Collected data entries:
####

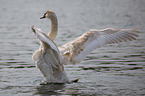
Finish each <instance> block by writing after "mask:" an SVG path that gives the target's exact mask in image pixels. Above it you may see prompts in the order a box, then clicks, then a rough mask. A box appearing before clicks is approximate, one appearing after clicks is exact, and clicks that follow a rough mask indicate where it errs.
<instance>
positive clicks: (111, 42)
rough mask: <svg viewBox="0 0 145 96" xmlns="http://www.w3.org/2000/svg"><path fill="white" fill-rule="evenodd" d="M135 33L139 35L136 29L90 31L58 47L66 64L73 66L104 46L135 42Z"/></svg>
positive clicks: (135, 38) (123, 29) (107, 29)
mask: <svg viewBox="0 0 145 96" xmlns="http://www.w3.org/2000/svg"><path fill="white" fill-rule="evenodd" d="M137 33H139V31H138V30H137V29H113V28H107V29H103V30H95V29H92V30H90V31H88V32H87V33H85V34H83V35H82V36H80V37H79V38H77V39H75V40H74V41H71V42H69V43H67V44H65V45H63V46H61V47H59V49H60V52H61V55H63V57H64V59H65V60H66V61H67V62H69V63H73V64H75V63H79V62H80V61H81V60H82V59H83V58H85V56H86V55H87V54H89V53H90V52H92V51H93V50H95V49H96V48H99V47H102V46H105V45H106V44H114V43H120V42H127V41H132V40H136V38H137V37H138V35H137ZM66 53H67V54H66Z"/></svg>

####

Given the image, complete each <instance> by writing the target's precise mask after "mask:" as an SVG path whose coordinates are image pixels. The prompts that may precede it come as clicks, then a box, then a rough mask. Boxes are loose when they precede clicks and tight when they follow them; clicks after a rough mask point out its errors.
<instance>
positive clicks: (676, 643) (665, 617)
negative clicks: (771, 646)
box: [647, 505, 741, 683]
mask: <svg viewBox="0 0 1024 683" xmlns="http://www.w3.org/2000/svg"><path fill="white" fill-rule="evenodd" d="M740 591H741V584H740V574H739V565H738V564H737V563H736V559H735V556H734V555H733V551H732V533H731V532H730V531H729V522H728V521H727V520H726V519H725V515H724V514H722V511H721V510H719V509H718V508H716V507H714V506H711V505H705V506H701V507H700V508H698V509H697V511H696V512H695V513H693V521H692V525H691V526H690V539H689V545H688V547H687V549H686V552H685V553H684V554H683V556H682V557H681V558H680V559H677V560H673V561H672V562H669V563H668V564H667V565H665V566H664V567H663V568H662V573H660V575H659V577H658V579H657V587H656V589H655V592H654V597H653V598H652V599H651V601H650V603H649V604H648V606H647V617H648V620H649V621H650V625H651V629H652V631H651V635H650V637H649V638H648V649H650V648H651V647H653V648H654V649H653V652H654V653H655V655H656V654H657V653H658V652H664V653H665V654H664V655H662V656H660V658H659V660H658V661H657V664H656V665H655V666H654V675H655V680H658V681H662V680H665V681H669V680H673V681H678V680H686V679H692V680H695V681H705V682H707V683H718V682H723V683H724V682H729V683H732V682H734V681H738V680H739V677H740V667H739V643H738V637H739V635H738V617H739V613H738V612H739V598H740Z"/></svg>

####

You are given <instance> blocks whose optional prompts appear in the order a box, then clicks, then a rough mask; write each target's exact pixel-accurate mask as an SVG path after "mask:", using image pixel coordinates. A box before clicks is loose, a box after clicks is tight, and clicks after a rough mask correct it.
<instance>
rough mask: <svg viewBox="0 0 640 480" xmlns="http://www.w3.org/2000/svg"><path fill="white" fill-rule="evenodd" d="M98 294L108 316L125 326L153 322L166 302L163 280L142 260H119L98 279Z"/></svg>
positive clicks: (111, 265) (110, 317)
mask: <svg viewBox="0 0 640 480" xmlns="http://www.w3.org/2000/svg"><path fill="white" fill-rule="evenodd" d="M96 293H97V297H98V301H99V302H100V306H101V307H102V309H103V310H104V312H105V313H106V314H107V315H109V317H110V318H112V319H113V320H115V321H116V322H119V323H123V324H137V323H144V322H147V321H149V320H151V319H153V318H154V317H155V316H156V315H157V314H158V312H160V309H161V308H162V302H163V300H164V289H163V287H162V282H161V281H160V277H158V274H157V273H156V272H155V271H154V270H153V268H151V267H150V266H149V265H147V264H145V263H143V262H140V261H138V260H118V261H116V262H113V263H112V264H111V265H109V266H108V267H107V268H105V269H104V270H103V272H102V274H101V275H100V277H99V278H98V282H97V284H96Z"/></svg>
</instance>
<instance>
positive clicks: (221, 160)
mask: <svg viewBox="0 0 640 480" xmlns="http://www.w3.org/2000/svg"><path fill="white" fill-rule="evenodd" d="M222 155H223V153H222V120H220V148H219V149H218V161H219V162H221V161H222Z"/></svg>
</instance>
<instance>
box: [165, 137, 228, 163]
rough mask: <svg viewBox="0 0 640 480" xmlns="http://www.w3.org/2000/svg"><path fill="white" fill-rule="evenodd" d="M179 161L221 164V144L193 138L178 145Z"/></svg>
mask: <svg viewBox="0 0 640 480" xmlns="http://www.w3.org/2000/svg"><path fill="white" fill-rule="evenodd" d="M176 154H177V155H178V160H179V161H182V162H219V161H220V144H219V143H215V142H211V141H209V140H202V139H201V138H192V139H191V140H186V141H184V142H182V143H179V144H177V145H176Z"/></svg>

####

• _Work to be completed_
Look back at the data above. Transcribe exactly the lines starting at the line that contains "Finish each <instance>" and ending at the line that contains "33L139 35L136 29L90".

• _Written solution_
Finish each <instance> block by writing after "mask:" an SVG path that gives the target's exact mask in image pixels. Above it you may see prompts in the order a box, then clicks, then a rough mask. A box appearing before clicks is approximate, one appearing after clicks is exact, and clicks that follow a rough mask indicate where it errs.
<instance>
positive clicks: (111, 42)
rough mask: <svg viewBox="0 0 145 96" xmlns="http://www.w3.org/2000/svg"><path fill="white" fill-rule="evenodd" d="M135 33L139 35L136 29L90 31L58 47L66 64L73 66L104 46L135 42Z"/></svg>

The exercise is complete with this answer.